=== Document ===
Multi-Valued and Parallel Molecular Logic
E Collini, RD Levine, F Remacle, S Rogge and I Willner
Current computing machines are designed on the basis of a Boolean algebraic model where a variable, an input or an output, is two-valued. The logic is performed by combinational gates that provide an output that depends only on the input. MULTI makes a radical departure from this prevailing Boolean paradigm and proposes a new approach to logic and computing taking advantage of the atomic and molecular scales.
MULTI follows a physically motivated approach to computing at the nanoscale that gives up the notion of a Boolean gate implemented as a network of switches as well as the design of such gates connected sequentially to one another. In order to lay the foundations of physically motivated novel ways to compute at the molecular scale, the basic questions that MULTI aims to answer is ‘what is a natural and efficient way for a molecular or a supra(bio)molecular logic device to physically operate’ and ‘how do we input different instructions to such a device’ and ‘how does the inherent time evolution of the device deliver different outputs for different inputs’, ‘what are the physics features required for programming a device at the molecular scales’. Taking into account the inherent physical properties of the atomic and molecular scale devices, MULTI can naturally address the questions of ‘can we simultaneously deliver more than one output for a given input’ and ‘can the device remember what it previously went through so that the next outputs depend not only on the present inputs but also on the current state of the device’ and ‘can one use physical variables represented as real numbers for computing’. MULTI proposes that this physically motivated approach to ‘what is computing’ is a way to make breakthroughs and deliver novel capabilities for implementing logic at the nanoscale that goes beyond the von Neumann and Turing models.
=== Dataset content ===
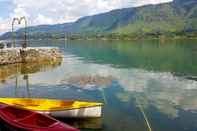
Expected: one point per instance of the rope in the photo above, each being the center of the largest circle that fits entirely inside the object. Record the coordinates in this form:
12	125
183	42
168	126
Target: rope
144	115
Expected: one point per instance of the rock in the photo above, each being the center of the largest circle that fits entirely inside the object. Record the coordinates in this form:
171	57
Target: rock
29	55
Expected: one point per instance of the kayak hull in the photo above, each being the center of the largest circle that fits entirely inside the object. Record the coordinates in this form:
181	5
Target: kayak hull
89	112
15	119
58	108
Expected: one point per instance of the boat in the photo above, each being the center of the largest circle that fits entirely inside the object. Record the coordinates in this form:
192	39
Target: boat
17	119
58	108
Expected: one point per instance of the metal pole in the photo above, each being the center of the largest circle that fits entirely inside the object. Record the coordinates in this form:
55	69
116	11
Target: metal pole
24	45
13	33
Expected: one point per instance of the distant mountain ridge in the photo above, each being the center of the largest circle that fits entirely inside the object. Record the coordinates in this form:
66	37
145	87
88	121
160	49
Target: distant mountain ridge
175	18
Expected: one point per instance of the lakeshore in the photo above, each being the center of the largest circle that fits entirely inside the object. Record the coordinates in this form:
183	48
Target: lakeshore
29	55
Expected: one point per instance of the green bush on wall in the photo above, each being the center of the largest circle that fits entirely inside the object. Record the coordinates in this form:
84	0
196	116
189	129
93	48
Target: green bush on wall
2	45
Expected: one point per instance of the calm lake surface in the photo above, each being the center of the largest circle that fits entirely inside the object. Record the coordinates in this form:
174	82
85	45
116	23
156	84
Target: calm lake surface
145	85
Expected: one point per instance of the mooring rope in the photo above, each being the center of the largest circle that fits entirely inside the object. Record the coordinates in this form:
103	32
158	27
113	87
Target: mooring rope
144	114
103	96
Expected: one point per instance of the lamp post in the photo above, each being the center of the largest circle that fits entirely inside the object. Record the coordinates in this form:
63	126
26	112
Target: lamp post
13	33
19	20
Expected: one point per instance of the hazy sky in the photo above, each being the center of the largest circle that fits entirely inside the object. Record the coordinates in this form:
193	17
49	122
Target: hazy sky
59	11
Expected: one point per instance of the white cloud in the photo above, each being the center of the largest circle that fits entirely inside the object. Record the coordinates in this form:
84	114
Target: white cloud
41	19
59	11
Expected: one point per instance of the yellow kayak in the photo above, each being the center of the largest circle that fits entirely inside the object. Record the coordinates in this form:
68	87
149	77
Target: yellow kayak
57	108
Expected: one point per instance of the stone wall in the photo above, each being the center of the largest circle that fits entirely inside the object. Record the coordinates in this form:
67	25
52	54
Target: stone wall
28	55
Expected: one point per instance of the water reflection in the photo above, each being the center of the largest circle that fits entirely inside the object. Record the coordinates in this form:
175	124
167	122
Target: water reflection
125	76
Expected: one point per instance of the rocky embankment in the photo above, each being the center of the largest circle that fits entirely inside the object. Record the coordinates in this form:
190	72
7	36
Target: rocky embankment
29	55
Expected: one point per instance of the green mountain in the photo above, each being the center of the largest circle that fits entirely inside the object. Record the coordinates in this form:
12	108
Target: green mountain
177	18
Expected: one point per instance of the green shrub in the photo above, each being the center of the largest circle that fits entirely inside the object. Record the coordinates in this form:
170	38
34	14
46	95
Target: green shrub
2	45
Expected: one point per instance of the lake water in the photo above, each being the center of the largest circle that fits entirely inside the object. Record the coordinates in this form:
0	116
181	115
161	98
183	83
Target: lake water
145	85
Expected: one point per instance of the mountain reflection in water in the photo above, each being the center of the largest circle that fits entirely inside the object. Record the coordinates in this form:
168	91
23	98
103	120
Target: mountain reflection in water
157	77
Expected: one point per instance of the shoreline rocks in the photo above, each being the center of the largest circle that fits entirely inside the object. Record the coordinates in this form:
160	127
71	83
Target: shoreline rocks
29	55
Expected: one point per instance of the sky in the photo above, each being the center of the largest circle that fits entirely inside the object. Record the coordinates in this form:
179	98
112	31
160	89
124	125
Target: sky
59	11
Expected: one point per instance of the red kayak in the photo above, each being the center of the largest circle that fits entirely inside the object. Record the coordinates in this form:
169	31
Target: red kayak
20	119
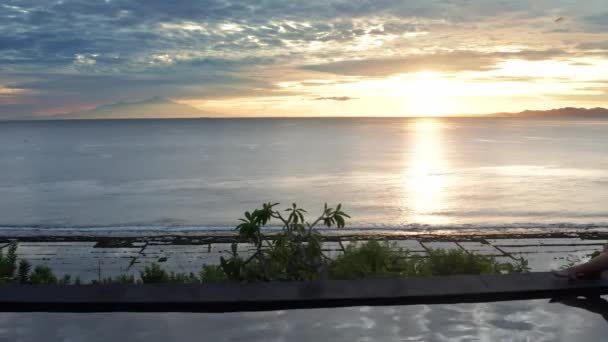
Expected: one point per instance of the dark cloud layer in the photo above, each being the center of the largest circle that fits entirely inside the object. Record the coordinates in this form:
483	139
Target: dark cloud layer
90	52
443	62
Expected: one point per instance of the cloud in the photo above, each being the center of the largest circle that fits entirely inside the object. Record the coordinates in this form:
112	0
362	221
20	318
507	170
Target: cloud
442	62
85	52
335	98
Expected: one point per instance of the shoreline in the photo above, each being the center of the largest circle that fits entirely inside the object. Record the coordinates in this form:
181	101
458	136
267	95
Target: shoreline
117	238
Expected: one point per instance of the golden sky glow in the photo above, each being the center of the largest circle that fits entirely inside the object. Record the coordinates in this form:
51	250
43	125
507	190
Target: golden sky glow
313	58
===
= What is needed =
In the abstract on multi-valued and parallel molecular logic, what kind of model are current computing machines designed on?

= Exercise solution =
A Boolean algebraic model, in which a variable, an input or an output, is two-valued.